A training-free alternative, the High-Entropy Sum (HES) metric, quantifies reasoning quality by summing the entropy of only the highest-entropy tokens in each sample (the top 0.5% by entropy). HES was validated across supervised fine-tuning, rejection fine-tuning, and RL paradigms. In SFT, training on the top 20% HES-ranked data matched full-dataset performance, while using the lowest-HES data degraded it [13].

A third data-focused paper investigated whether reasoning dataset utility can be predicted before training using intrinsic metrics, finding that predictors are scale-dependent. Smaller models relied on alignment-focused metrics to ensure precision, while larger models benefited from high redundancy, using verbose traces to solve complex tasks [7].

FAQ

Q. Can ConSPO be adopted as a drop-in replacement for GRPO without changing the training infrastructure? ConSPO replaces GRPO’s clipped-ratio scoring with length-normalized log-probabilities and substitutes an InfoNCE-style contrastive objective, but the paper does not describe infrastructure changes beyond the objective itself [4]. Practitioners should expect changes to the loss computation but not to the rollout generation pipeline.

Referring expression items
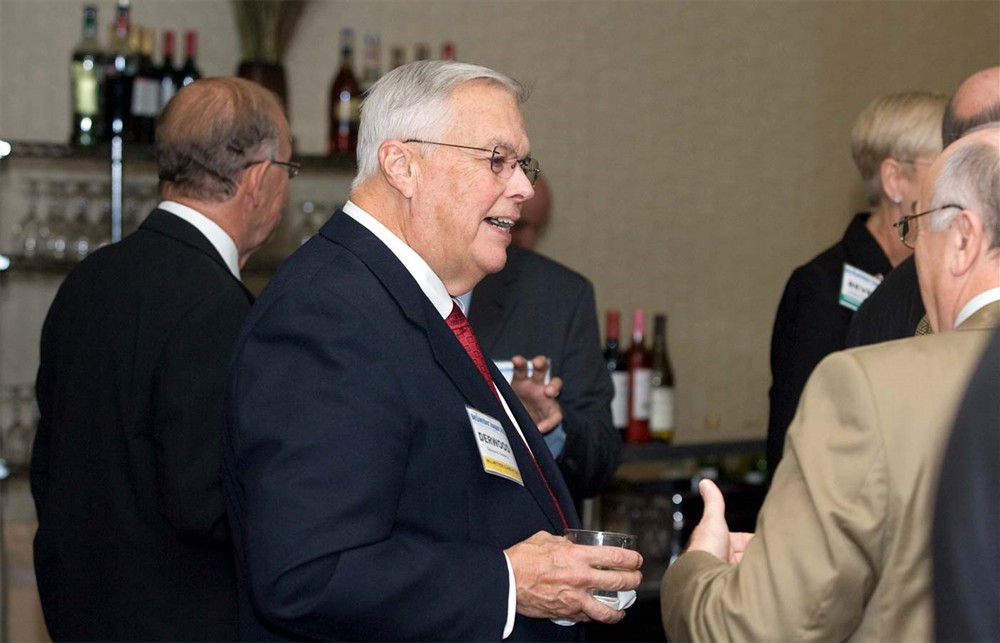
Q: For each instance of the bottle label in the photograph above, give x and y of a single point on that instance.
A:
(641, 384)
(85, 99)
(145, 97)
(348, 109)
(661, 411)
(619, 403)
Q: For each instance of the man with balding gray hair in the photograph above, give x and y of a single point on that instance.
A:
(841, 549)
(133, 542)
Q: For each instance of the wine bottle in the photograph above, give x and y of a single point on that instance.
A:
(85, 84)
(619, 372)
(145, 88)
(345, 100)
(661, 394)
(190, 71)
(639, 362)
(119, 75)
(170, 77)
(373, 64)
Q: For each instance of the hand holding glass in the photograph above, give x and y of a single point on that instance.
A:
(606, 539)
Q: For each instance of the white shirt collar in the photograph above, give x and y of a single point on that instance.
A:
(429, 283)
(973, 305)
(215, 234)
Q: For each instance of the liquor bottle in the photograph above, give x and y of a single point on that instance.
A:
(190, 71)
(373, 64)
(619, 372)
(119, 75)
(85, 77)
(345, 100)
(661, 394)
(170, 76)
(145, 87)
(639, 362)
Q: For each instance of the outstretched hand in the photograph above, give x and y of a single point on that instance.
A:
(537, 395)
(712, 533)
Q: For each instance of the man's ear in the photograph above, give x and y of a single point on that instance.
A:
(252, 181)
(966, 240)
(891, 173)
(398, 164)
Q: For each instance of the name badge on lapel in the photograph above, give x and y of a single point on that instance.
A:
(494, 449)
(855, 286)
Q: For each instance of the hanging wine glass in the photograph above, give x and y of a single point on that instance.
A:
(24, 236)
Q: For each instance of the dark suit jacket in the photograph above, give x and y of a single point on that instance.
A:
(810, 324)
(967, 519)
(358, 500)
(893, 311)
(534, 306)
(132, 541)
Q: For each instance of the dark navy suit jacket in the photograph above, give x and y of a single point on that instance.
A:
(357, 494)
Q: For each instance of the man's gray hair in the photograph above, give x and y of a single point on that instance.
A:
(970, 177)
(411, 101)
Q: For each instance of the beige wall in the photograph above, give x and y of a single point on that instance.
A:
(697, 150)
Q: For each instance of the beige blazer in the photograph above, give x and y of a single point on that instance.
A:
(842, 544)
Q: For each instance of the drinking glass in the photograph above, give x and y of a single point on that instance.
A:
(606, 539)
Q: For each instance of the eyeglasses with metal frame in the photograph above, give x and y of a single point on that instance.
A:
(290, 166)
(500, 159)
(904, 227)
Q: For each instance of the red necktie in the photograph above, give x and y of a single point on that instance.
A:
(459, 324)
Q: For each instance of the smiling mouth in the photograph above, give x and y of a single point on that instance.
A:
(503, 223)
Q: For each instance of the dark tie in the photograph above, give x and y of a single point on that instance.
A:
(459, 324)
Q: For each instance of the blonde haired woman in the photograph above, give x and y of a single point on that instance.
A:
(893, 142)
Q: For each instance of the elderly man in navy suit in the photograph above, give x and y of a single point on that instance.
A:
(384, 481)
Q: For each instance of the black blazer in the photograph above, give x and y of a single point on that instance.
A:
(358, 500)
(810, 324)
(132, 540)
(967, 515)
(535, 306)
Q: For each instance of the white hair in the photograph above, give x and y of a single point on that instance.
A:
(970, 177)
(411, 102)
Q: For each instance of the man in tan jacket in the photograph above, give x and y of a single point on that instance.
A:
(842, 545)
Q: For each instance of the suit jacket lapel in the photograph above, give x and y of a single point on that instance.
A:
(387, 268)
(165, 223)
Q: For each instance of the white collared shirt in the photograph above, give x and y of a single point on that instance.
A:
(434, 288)
(215, 234)
(973, 305)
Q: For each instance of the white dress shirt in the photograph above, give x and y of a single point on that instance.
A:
(215, 234)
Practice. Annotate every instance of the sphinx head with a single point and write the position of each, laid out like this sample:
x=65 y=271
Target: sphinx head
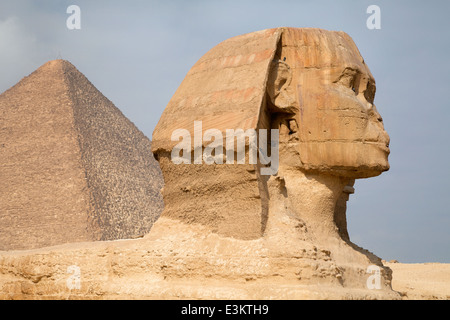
x=320 y=94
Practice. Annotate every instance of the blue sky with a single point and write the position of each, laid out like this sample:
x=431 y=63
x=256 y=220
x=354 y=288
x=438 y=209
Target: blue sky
x=138 y=52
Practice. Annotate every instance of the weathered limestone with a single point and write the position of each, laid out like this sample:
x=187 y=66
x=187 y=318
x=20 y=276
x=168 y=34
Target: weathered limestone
x=72 y=167
x=228 y=232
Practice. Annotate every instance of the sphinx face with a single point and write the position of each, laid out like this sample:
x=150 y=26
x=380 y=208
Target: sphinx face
x=335 y=126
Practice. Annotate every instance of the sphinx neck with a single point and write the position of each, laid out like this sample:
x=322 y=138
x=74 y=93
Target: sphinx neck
x=314 y=198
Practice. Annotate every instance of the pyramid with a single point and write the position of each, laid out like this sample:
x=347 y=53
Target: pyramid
x=72 y=166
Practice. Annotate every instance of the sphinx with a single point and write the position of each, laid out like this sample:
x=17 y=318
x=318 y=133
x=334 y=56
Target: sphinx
x=228 y=231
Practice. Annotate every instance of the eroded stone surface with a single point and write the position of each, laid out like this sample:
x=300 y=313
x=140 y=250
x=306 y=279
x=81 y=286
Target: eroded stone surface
x=73 y=168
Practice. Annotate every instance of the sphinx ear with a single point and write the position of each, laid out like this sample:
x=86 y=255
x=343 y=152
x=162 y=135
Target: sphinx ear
x=278 y=87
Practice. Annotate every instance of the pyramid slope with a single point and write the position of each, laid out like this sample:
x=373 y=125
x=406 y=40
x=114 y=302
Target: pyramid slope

_Work order 1_
In the reasoning-training passage, put this sentence into Spanish: "HES was validated across supervised fine-tuning, rejection fine-tuning, and RL paradigms."
_Work order 2_
Write the next part of the reasoning-training passage, starting after its final sentence.
You won't need any of the items.

_Written answer 1_
HES se validó en los paradigmas de ajuste fino supervisado, ajuste fino por rechazo y RL.

_Written answer 2_
Q. Does SCRL require annotated step-level reward models or external rubrics? No. SCRL derives verifiable subproblems from reference reasoning chains and uses subproblem-level normalization to assign advantages to corresponding answer spans, explicitly without external rubrics or reward models [15].

Q. Is data gating in self-play RL more important than reward design for preventing collapse? According to the self-play stability study, a strict data-level gate was sufficient for stability under every reward variant tested, while no reward variant was sufficient once the gate was removed. The paper characterizes data gating as the binding constraint [14].

Q. Does SMEPO require modifications to the reward function or RL objective? No. SMEPO operates by masking reward-relevant semantic spans in expert traces before they are presented to the policy and requires no changes to the reward function or RL objective [23].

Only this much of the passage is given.